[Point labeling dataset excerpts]
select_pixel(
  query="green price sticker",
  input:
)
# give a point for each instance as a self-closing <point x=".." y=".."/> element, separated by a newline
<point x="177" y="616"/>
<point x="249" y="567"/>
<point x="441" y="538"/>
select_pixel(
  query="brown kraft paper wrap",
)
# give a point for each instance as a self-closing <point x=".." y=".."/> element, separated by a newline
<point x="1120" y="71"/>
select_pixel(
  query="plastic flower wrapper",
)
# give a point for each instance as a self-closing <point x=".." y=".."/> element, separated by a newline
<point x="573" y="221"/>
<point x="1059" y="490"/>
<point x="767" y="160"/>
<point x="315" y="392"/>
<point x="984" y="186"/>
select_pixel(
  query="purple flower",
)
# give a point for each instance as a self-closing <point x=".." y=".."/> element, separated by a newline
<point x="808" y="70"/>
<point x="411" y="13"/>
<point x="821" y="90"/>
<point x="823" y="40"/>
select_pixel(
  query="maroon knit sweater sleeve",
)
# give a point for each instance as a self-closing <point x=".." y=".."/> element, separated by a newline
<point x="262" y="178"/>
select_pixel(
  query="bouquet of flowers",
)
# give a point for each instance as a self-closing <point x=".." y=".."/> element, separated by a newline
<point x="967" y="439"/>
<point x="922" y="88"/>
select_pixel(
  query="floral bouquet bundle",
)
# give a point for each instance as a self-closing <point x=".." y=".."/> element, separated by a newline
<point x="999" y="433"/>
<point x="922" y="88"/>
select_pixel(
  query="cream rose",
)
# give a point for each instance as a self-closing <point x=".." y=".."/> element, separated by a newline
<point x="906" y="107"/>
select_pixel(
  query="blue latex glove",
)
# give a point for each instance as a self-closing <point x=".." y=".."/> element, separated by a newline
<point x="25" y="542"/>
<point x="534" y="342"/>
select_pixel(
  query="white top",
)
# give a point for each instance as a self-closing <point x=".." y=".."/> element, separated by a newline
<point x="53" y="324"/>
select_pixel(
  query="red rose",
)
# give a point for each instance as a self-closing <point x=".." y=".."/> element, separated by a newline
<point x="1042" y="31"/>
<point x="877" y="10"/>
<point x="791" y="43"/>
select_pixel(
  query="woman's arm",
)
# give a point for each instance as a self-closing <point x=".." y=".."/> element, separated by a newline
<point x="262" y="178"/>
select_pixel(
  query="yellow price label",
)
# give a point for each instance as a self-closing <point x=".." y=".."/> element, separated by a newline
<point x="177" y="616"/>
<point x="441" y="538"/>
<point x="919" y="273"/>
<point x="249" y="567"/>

● The task
Please give back all of the records exactly as written.

● Output for this task
select_pixel(
  query="green price sticker",
  input:
)
# give a point for each instance as a self-closing <point x=".." y=".."/> element, separated by a newline
<point x="177" y="616"/>
<point x="249" y="567"/>
<point x="441" y="538"/>
select_pixel(
  query="brown kraft paper wrap",
)
# give a point for each instance as a self-closing <point x=".." y=".."/> element, separated by a newline
<point x="1120" y="71"/>
select_pixel(
  query="plastic flower wrapper",
)
# give a point for each instance as a self-closing <point x=".." y=".."/> element, separated by a newline
<point x="573" y="221"/>
<point x="1059" y="490"/>
<point x="767" y="160"/>
<point x="315" y="392"/>
<point x="984" y="186"/>
select_pixel(
  query="purple flower",
)
# give a point for each instance as a self-closing <point x=".." y=".."/> element, separated by a newline
<point x="808" y="70"/>
<point x="411" y="13"/>
<point x="821" y="90"/>
<point x="823" y="40"/>
select_pixel(
  query="maroon knit sweater sleeve",
)
# give a point for each instance as a self-closing <point x=".." y=".."/> element, separated by a newline
<point x="262" y="178"/>
select_pixel(
  query="bouquet of flowers",
)
# give a point for each instance as a self-closing <point x=".." y=".."/> element, separated by a newline
<point x="967" y="439"/>
<point x="922" y="88"/>
select_pixel(
  query="floral bouquet bundle",
)
# give a point for each instance as a self-closing <point x=".." y=".."/> element, separated by a newline
<point x="999" y="433"/>
<point x="922" y="88"/>
select_pixel(
  query="cream rose",
)
# give a point for each instance as a self-closing <point x=".." y=".."/> element, separated by a newline
<point x="906" y="107"/>
select_pixel(
  query="blue latex glove",
)
# give a point for each instance as a self-closing <point x=".." y=".."/> element, separated by a newline
<point x="25" y="542"/>
<point x="534" y="342"/>
select_pixel(
  query="white top",
)
# give a point for each instance as a self-closing <point x=".." y=".."/> element, separated by a newline
<point x="53" y="324"/>
select_pixel(
  query="red rose",
)
# give a point for each instance as a self-closing <point x=".." y=".."/> element, separated by a newline
<point x="1042" y="31"/>
<point x="877" y="10"/>
<point x="791" y="43"/>
select_pixel(
  query="woman's arm",
)
# give a point for each instance as a self-closing <point x=".." y=".."/> element, separated by a newline
<point x="262" y="178"/>
select_pixel(
  query="yellow price label",
)
# give a point for each instance as a self-closing <point x=".." y=".."/> element, separated by a newline
<point x="177" y="616"/>
<point x="441" y="538"/>
<point x="919" y="273"/>
<point x="249" y="567"/>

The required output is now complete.